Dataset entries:
== Segment start ==

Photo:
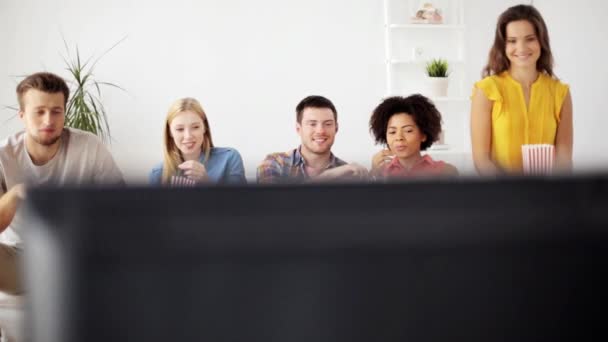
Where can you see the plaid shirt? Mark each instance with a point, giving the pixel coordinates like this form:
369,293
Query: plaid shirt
288,167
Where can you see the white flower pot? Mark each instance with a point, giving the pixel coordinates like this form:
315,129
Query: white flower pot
437,86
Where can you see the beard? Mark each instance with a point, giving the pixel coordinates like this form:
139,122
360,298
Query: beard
47,142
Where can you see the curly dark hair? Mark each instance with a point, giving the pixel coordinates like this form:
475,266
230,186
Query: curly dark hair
425,115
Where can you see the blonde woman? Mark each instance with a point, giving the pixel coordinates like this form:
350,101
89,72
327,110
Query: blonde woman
189,154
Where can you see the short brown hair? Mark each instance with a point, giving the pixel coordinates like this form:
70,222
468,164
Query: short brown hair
421,109
314,101
497,59
43,81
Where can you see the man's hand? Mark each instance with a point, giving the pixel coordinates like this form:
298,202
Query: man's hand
9,202
349,171
381,158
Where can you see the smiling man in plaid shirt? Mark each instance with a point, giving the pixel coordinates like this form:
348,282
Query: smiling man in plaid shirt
317,125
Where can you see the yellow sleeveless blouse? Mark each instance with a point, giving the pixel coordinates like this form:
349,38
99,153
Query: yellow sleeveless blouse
514,124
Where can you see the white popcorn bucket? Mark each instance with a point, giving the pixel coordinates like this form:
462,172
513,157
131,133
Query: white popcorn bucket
180,181
538,159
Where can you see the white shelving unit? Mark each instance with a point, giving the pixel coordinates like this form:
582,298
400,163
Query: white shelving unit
408,46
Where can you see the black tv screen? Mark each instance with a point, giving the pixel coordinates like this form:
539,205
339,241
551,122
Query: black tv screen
472,260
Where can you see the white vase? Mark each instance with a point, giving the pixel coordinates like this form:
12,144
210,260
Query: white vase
437,86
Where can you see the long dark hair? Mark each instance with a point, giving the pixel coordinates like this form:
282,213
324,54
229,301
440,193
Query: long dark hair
497,59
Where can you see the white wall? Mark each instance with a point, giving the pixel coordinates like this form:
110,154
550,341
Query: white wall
249,63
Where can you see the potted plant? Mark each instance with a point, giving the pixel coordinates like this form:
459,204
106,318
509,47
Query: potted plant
85,110
437,74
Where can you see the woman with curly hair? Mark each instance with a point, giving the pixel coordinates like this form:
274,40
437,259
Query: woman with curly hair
407,126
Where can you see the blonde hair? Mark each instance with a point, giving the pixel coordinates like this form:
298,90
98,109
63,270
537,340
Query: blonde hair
172,156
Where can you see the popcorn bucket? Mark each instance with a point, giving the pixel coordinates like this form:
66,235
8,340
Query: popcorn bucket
538,159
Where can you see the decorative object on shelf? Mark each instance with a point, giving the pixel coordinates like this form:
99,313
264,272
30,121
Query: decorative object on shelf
427,14
437,72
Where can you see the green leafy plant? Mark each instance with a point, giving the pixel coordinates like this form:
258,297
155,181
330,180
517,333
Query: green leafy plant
85,109
437,68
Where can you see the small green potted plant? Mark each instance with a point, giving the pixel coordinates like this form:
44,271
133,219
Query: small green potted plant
85,109
437,75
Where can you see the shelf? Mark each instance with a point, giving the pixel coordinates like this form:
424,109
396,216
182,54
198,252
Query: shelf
427,26
420,62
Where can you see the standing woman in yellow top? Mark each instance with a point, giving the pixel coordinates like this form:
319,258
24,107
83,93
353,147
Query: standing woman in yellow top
520,101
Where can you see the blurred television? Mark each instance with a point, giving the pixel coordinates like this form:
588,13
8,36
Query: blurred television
521,259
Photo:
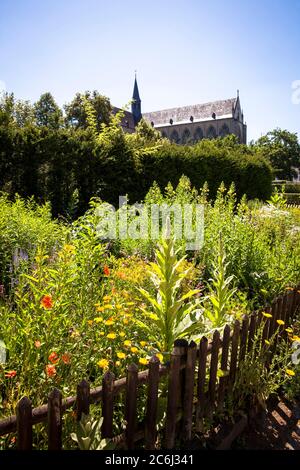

== Segment end ==

* [Task to carry out]
Once the pictures are removed, return the entries exactly as they stand.

* [Response to this exercise]
Photo:
Where can you see the plaid shirt? Mark each instance with a point, giving the pixel coordinates like this form:
369,293
Query: plaid shirt
288,167
Where can you see the white flower pot? Mark each instance with a point, giving the pixel coordinates like this form:
315,129
Query: white flower pot
437,86
Where can you see the beard? Mark each instance with a point, giving the pixel coordinates like this form:
139,122
360,298
Query: beard
47,142
Where can you see the curly dark hair? Mark each instance with a point, giving the pixel coordinates like this form:
475,266
230,186
Query: curly dark hair
425,115
Where can you see the blonde woman? Mark each instance with a point, giving the pixel coordinates like this form:
350,101
89,72
327,110
Query: blonde woman
189,154
Where can you see the short brown hair? Mark each instance with a point, giving the pixel coordinates like this form:
70,222
468,164
Query: short brown hair
421,109
314,101
497,59
43,81
Where can you see the man's hand? Mark each instance with a point, giving the pixel coordinates like this form:
298,202
Query: man's hand
9,202
349,171
381,158
Where can you see the smiling man in plaid shirt? Mark each instance with a point, giving the pixel coordinates like this form:
348,282
Query: smiling man in plaid shirt
317,125
Where can you see the yellow sleeveless blouse? Mark each instance with a point, giving the pixel coordinates like this form:
349,38
99,153
Query: yellow sleeveless blouse
514,124
Where can you see the white popcorn bucket? Mark each instance with a point, giving the pixel coordinates like this form:
462,172
513,157
131,133
Query: white popcorn bucket
180,181
538,159
Where can you see the white shelving unit? Mark each instance with a point, giving the pixel coordinates like this form:
582,298
400,163
Query: white shelving unit
408,46
Where can you see the black tv screen? Mark each instance with a point, giving the pixel coordinates like this form:
539,205
339,241
551,122
Query: black tv screen
472,260
Where can you see the white vase? Mark each instance with a point, giving the pixel coordinates like this form:
12,144
210,260
Query: white vase
437,86
Where can you see the long dark hair? Mark each instance with a point, giving the pixel coordinates like this form:
282,213
324,54
229,301
440,193
Query: long dark hair
497,59
Where can you see the white wall? Mark each instance with a point, giving the pixel coordinates like this form:
110,154
550,341
Query: white wall
249,63
Where can you see the potted plant? Mark each instance with a point, giving the pixel coordinates like this form:
459,204
106,318
509,47
Query: potted plant
85,110
437,74
Where can you see the woman with curly hair? Mark each instance with a point, giving the pixel coordinates like this form:
274,40
437,259
Query: woman with curly hair
407,126
Where can you see the blonde hair? Mark each instance with a point, giving the pixel coordinates like this form:
298,90
98,109
63,270
537,340
Query: blonde hair
172,156
Where can you see the popcorn bucket? Mark each instance with a point, giving the pixel coordinates like this form:
66,235
8,340
Query: popcorn bucket
538,159
Where can you see the decorative object on shelf? Mark each instance with a point, giving the pixel coordinates like this form:
99,313
264,272
30,121
Query: decorative object on shelf
427,14
437,72
Where can you see the green leafy plant? Mark each instance with a point, giving the pixel coordinates like this form:
258,297
155,181
330,180
517,333
Query: green leafy plant
85,109
437,68
Where can you see the small green potted plant? Mark each instance with a point, giving the pixel coordinates like this form:
44,271
133,219
Query: small green potted plant
85,109
437,75
Where can you see the shelf? Mark each instance with a point, giving the pixel coordinates like this form:
424,109
396,216
182,54
198,252
Query: shelf
427,26
420,62
Where can you see the standing woman in yellow top? Mark each instance with a point, giving the pixel coordinates like this form:
319,258
24,107
83,93
353,147
Query: standing woman in yellow top
520,101
Where can you see the blurred television? Mark each instance with a point, giving the pixel coordinates like this form:
588,13
8,36
Query: blurred television
521,259
Photo:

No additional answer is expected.